◆ EXERCISE DIRECTIONS
Would you transcribe the listing that follows, character for character, and omit its images?

◆ DATA FOR THIS EXERCISE
§ §

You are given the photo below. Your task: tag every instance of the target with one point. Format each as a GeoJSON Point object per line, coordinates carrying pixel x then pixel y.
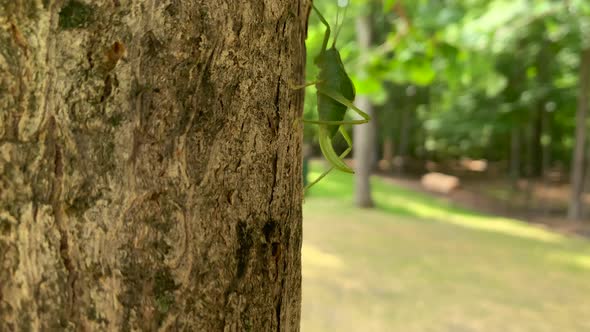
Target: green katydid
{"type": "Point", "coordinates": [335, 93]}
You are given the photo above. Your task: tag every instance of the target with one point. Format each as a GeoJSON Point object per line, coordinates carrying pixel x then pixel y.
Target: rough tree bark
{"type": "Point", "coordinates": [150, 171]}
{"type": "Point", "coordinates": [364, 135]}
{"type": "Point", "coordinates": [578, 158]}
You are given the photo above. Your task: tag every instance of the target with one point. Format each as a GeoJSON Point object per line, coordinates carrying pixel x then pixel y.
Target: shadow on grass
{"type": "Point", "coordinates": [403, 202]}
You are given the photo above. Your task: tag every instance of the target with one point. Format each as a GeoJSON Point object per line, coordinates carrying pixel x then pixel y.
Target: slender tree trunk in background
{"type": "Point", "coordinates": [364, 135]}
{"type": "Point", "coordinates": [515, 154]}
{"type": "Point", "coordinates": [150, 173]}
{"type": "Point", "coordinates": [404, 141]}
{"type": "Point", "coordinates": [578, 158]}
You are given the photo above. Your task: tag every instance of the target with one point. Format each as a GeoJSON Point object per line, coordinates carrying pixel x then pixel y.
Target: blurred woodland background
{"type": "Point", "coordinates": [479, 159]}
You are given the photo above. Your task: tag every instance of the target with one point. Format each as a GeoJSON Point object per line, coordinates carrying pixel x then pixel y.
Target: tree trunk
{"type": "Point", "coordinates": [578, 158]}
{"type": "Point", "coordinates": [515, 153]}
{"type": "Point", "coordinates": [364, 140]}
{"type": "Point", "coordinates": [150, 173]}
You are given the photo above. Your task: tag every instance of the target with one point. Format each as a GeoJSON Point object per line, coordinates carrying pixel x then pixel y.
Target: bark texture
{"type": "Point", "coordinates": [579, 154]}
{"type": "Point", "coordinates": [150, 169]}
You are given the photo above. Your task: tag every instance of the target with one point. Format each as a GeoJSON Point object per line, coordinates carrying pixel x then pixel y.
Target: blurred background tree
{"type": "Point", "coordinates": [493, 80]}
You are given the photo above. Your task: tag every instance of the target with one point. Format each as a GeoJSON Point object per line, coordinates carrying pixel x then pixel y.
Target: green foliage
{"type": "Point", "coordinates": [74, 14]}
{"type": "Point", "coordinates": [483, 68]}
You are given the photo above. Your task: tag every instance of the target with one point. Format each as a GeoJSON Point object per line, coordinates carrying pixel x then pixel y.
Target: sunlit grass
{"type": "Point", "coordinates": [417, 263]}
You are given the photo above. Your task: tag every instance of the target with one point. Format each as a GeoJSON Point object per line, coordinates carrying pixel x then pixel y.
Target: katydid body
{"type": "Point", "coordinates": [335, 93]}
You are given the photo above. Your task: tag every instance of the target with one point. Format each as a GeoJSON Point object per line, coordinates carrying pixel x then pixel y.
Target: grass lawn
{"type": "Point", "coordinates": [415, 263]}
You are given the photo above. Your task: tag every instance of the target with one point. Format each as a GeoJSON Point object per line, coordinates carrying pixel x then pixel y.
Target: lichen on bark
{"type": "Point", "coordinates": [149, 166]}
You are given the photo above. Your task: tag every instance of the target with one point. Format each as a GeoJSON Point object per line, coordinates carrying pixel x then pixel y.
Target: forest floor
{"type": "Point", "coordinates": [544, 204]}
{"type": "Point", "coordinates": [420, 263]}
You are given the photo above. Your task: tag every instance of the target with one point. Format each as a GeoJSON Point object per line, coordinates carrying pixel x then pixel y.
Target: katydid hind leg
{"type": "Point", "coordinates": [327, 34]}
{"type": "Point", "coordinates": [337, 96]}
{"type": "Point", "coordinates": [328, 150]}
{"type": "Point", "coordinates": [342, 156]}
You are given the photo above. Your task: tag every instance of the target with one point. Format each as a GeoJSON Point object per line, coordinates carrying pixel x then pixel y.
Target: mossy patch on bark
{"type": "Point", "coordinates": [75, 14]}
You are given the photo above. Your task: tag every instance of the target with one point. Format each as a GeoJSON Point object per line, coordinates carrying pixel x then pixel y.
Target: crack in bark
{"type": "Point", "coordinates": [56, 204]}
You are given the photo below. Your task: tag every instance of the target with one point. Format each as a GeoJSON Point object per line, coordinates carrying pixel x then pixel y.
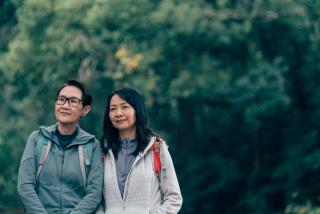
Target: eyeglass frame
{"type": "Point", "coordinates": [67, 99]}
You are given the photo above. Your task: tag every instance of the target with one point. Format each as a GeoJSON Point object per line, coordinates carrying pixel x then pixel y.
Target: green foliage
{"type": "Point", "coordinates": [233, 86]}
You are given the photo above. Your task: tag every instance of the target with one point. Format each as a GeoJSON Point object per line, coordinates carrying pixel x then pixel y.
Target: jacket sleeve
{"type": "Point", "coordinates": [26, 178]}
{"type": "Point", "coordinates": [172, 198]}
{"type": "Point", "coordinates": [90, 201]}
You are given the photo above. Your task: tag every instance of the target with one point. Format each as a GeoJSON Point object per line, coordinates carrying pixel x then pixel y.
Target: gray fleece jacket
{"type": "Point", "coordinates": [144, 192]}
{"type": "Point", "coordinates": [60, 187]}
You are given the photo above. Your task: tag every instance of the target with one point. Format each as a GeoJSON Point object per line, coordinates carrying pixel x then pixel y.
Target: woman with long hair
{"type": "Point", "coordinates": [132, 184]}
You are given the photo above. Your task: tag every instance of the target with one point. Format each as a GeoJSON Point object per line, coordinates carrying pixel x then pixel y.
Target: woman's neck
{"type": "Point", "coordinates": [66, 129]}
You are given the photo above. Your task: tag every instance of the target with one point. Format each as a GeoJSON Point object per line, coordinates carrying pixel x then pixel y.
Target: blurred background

§ §

◆ EXERCISE RESULT
You are given the photo below. Your task: tag every instance of the target with one point. Format each as a GeoJSON Point object per line, coordinates carrying pixel x then pixel y.
Target: green katydid
{"type": "Point", "coordinates": [335, 93]}
You are given the photo above. Your task: tag every instance of the target with one point. Format each as a GeoJSON Point object per line, coordinates carrying pixel x then pixel y.
Target: rough tree bark
{"type": "Point", "coordinates": [150, 171]}
{"type": "Point", "coordinates": [364, 135]}
{"type": "Point", "coordinates": [578, 158]}
You are given the photo above. Your task: tag every instance of the target with one point. Format each as a GeoJSON Point object per line, coordinates carrying pixel x then pixel y.
Target: shadow on grass
{"type": "Point", "coordinates": [403, 202]}
You are given the photo above. Your task: tag every instance of the target with one point. Format each as a GeoJSON Point object per line, coordinates carrying pixel x then pixel y.
Target: slender tree trunk in background
{"type": "Point", "coordinates": [364, 135]}
{"type": "Point", "coordinates": [515, 154]}
{"type": "Point", "coordinates": [150, 173]}
{"type": "Point", "coordinates": [404, 141]}
{"type": "Point", "coordinates": [578, 158]}
You are given the photo above. Your task: tag every instance of the target with one point. Format each as a GeoJSON Point object per line, coordinates carrying pixel x then pixel y.
Target: blurred woodland background
{"type": "Point", "coordinates": [479, 159]}
You are given the photo above. Your task: tag every instance of the target with one point. Format each as a GeoJSON Point object per line, coordinates carrying pixel x then pixel y.
Target: tree trunk
{"type": "Point", "coordinates": [578, 158]}
{"type": "Point", "coordinates": [515, 153]}
{"type": "Point", "coordinates": [364, 140]}
{"type": "Point", "coordinates": [150, 173]}
You are given the photo above. Your task: tag every instance of the target with one point. Format each as a GeoJSON Point object per line, coordinates carrying pixel x then pixel y.
Target: bark texture
{"type": "Point", "coordinates": [579, 154]}
{"type": "Point", "coordinates": [150, 169]}
You are given the photo above. Your task: tag every instance of the target with one point. Format each as a GeoJSON Point object per line, coordinates carrying pixel x then pixel y.
Target: blurred background tree
{"type": "Point", "coordinates": [493, 80]}
You are given the photo above. Your task: tag every instance of the target with one point. Format each as a GeoJSON Point object per line, coordinates carrying pixel x then pixel y.
Target: green foliage
{"type": "Point", "coordinates": [74, 14]}
{"type": "Point", "coordinates": [483, 68]}
You are given the photo above. Your task: tag every instance of the target with one point. Format each as a GeoJSON Point object per line, coordinates carrying pixel x then pixel y.
Target: sunlit grass
{"type": "Point", "coordinates": [417, 263]}
You are given the photo above. Your task: tag every instance of the target with one point. Format each as a GeoJSON Point object per line, coordinates carrying pixel x then pixel y.
Target: katydid body
{"type": "Point", "coordinates": [335, 93]}
You are given the photo above. Your task: tag every instance of the target with one point. Format each as a GeoJSON Point object per line, coordinates carrying pixel x then pixel y.
Target: grass lawn
{"type": "Point", "coordinates": [415, 263]}
You are given the photo above. Your task: tag every instance of the target with one point. Format each as a GeoJSON Point object per line, coordinates carrying pixel x then pixel y.
Target: lichen on bark
{"type": "Point", "coordinates": [149, 166]}
You are given the photo above. Your task: tag every instance of the target with one point. Format each as a GeoJSON Point object per line, coordinates carrying pixel x then pixel y.
Target: forest floor
{"type": "Point", "coordinates": [544, 204]}
{"type": "Point", "coordinates": [420, 263]}
You are given the photo above. Your task: tag every instance of the target with one point. Format each as a GeoJSON Point object per line, coordinates carrying pixel x then pixel y.
Target: katydid hind leg
{"type": "Point", "coordinates": [327, 34]}
{"type": "Point", "coordinates": [337, 96]}
{"type": "Point", "coordinates": [328, 150]}
{"type": "Point", "coordinates": [342, 156]}
You are given the photo above. Your task: tag every instance of the target with one point. Format each as a GeoJSON Point object per line, coordinates carrying pixel x then pixel y.
Target: mossy patch on bark
{"type": "Point", "coordinates": [75, 14]}
You are given the photo above. Your task: tag every instance of the target with one point. Format each as a GeoJSON Point object per line, coordinates carrying pixel x then pixel y.
Target: crack in bark
{"type": "Point", "coordinates": [56, 204]}
You are given the photo below. Your task: tag every instance of the target with one point. Format each as a GeoJSON Point object per line, coordinates carrying pixel x then pixel y.
Target: eyeglass frame
{"type": "Point", "coordinates": [67, 99]}
You are given the photo above. Your task: tag every instance of the target with one point. Format each as a GeoJSON Point object per line, coordinates carrying pixel x then pixel y.
Target: green foliage
{"type": "Point", "coordinates": [233, 86]}
You are given the photo above. Your task: tag every instance of the target with one point. Format each as a GeoJSON Point object per line, coordinates carrying pixel x then pixel y.
Target: jacket sleeve
{"type": "Point", "coordinates": [26, 178]}
{"type": "Point", "coordinates": [172, 198]}
{"type": "Point", "coordinates": [90, 201]}
You are given the photo above. Your task: tag every instance of the target with one point. Format each as a GeoJSON Point object per line, coordinates carrying pixel x then pixel y.
Target: gray fleece jacket
{"type": "Point", "coordinates": [144, 192]}
{"type": "Point", "coordinates": [60, 187]}
You are given the photo above. Your task: tag every instance of the target with one point. Format each as a GeoJSON Point object per line, coordinates carrying pixel x then pixel y.
Target: woman with long hair
{"type": "Point", "coordinates": [132, 184]}
You are given the photo above. Your task: tag every instance of the target with one point. Format each as a GeoJSON Point object per line, coordinates carrying pixel x then pixel y.
Target: woman's neck
{"type": "Point", "coordinates": [66, 129]}
You are given the photo above. Your task: tag every instance of the target with one point. Format each as a GeoJSON Point object per line, coordinates carrying pixel x then pixel y.
Target: blurred background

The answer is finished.